Говорили, не зря были объявлены маневры Московского военного округа, и в Москве было полно военных. Даже из Сибири были привезены воинские части. Говорили, боялись, что Берия окажет сопротивление, что подымутся на его защиту войска НКВД. Говорили… Говорили… Столица была полна слухов.
А 10 июля появилась информация о Пленуме ЦК партии. На Пленуме был заслушан и обсужден доклад Маленкова о преступной антипартийной и антигосударственной деятельности Берия. Теперь оказывалось, что и Берия тоже работал «в интересах иностранного капитала»…
Помню, мы с сыном вышли на Пятницкую за покупками, только что прошел дождь и в луже плясал пьяный.
Берия, БерияВышел из доверия,А товарищ МаленковНадавал ему пинков!..
Рядом стоял милиционер в полной растерянности, не зная, что делать.
— Ну, шел бы ты лучше домой, отдохнул бы, ну, устал ведь!.. — уговаривал он.
А тот не унимался, хлопал себя ладонями по ляжкам:
Не созрела алычаДля Лаврентья Палыча!..

Извлечённые данные.
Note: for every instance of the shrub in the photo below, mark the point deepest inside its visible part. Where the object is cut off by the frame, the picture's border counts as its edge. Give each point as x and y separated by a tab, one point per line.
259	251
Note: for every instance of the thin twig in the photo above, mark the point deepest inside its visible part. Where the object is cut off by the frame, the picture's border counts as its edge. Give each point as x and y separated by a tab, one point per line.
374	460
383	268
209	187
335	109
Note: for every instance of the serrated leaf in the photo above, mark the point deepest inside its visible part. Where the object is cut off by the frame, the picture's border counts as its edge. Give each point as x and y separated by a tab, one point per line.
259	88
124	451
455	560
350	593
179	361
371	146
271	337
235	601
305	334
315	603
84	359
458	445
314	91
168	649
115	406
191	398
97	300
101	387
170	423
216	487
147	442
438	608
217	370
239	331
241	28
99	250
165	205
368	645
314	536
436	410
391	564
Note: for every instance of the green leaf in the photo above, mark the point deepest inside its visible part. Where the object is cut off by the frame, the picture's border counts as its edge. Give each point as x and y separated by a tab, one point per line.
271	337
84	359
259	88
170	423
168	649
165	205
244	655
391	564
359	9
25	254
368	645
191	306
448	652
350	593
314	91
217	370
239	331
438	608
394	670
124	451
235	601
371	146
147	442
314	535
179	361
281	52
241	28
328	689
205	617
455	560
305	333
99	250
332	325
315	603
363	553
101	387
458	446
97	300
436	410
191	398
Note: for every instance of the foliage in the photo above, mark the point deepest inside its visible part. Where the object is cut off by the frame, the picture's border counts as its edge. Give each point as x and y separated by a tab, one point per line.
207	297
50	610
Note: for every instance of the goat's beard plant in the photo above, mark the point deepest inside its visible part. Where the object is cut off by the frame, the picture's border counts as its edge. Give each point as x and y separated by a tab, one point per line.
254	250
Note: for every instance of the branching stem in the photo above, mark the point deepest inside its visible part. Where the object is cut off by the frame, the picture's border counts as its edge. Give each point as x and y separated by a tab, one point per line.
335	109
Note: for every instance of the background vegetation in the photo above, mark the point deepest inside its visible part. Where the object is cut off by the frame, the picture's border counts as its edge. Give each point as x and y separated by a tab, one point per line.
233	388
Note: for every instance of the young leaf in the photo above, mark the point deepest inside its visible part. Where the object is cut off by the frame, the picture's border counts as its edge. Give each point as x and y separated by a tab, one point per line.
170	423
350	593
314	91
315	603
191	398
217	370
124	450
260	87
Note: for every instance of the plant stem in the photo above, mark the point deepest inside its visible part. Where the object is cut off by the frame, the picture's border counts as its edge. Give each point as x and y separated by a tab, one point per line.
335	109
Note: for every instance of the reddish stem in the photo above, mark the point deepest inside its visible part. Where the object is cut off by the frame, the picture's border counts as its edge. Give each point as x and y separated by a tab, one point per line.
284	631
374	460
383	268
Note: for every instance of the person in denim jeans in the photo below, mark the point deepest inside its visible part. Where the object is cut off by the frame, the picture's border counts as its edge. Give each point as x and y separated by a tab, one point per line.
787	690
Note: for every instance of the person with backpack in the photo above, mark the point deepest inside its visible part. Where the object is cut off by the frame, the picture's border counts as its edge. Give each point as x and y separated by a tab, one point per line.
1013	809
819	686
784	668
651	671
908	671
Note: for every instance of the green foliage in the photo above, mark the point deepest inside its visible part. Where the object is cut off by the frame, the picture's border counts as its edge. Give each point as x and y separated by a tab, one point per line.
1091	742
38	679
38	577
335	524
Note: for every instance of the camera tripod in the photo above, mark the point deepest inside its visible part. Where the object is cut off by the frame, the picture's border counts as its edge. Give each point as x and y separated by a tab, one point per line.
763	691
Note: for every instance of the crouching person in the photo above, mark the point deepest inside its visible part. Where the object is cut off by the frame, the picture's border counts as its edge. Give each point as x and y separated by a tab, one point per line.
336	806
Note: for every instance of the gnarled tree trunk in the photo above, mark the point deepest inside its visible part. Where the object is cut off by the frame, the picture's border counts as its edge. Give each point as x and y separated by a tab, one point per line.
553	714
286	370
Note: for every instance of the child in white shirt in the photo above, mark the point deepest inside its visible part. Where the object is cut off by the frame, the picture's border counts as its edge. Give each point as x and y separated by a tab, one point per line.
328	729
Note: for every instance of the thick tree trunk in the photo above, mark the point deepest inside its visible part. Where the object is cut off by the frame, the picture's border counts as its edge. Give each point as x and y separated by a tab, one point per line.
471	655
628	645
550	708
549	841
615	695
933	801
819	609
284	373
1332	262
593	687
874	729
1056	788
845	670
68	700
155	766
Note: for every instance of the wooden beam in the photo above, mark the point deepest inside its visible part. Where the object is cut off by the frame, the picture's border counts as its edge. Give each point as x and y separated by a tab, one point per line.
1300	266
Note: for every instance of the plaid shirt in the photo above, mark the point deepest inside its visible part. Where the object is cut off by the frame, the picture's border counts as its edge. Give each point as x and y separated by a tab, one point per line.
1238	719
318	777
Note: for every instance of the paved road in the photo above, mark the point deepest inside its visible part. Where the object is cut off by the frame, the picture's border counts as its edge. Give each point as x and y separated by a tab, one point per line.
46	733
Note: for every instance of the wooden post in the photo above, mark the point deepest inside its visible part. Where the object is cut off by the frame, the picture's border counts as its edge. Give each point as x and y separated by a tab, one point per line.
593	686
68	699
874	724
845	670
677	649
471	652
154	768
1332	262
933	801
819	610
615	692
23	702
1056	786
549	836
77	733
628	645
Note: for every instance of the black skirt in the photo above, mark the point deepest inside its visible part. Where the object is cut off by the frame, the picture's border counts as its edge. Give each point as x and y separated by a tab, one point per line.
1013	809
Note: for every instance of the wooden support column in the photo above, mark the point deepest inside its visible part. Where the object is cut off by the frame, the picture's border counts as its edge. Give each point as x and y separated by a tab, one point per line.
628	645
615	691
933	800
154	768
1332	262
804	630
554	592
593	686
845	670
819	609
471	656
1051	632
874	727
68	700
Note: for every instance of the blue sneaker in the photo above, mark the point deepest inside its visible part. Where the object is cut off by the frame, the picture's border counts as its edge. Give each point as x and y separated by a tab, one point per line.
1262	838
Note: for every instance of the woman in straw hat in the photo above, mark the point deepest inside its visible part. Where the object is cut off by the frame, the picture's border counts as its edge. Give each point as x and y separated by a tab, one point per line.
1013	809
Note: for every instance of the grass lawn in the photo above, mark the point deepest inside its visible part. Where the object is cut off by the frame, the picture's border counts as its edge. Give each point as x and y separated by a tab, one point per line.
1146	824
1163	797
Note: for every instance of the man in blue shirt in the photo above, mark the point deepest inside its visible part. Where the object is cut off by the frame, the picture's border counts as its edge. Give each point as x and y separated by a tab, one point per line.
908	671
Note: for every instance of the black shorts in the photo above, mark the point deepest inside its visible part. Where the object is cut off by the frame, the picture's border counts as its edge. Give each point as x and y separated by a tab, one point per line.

Короткое упражнение 1.
Какого числа, согласно отрывку, появилась информация о Пленуме ЦК партии?
Короткое упражнение 2.
Пожалуйста, перемасштабируйте фрагмент листинга, начиная со строки с «Note: for every instance of the man» и до конца листинга включительно. Приведите эти строки заново вместе с запросами, умножив каждую координату точек в ответах на 1,7 и округлив до целых (половины вверх).

Решение задания 1.
10 июля.

Решение задания 2.
Note: for every instance of the man in blue shirt in the photo above, mark the point deepest inside its visible part. Where the object is cut off by the frame, the picture's border counts as its edge. Give each point as x and y separated by a tab, one point per line.
1544	1141
Note: for every instance of the black shorts in the photo above, mark the point deepest inside its visible part. Where the object is cut off by the frame, the picture's border counts as its edge. Give each point as x and y separated by a tab, one point per line.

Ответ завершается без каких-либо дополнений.